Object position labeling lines

_ _ _

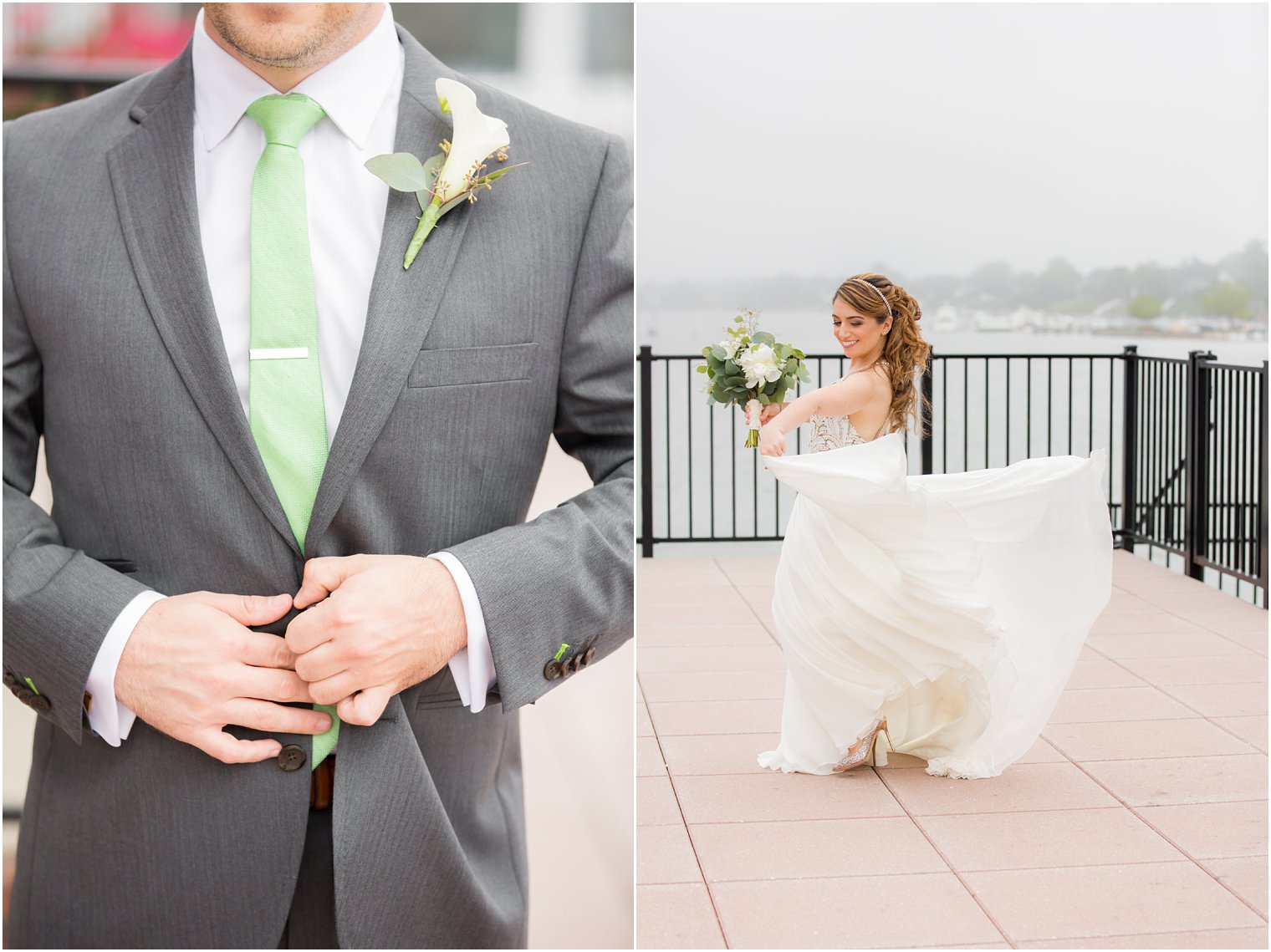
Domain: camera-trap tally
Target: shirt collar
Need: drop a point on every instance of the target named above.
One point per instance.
(350, 89)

_ _ _

The task
Return the lines above word for word, leaving out the pictures.

Finished answer
Domain: camera-trap tally
Target: shirt collar
Need: drop a point on every instance of the target named above.
One point per instance.
(350, 89)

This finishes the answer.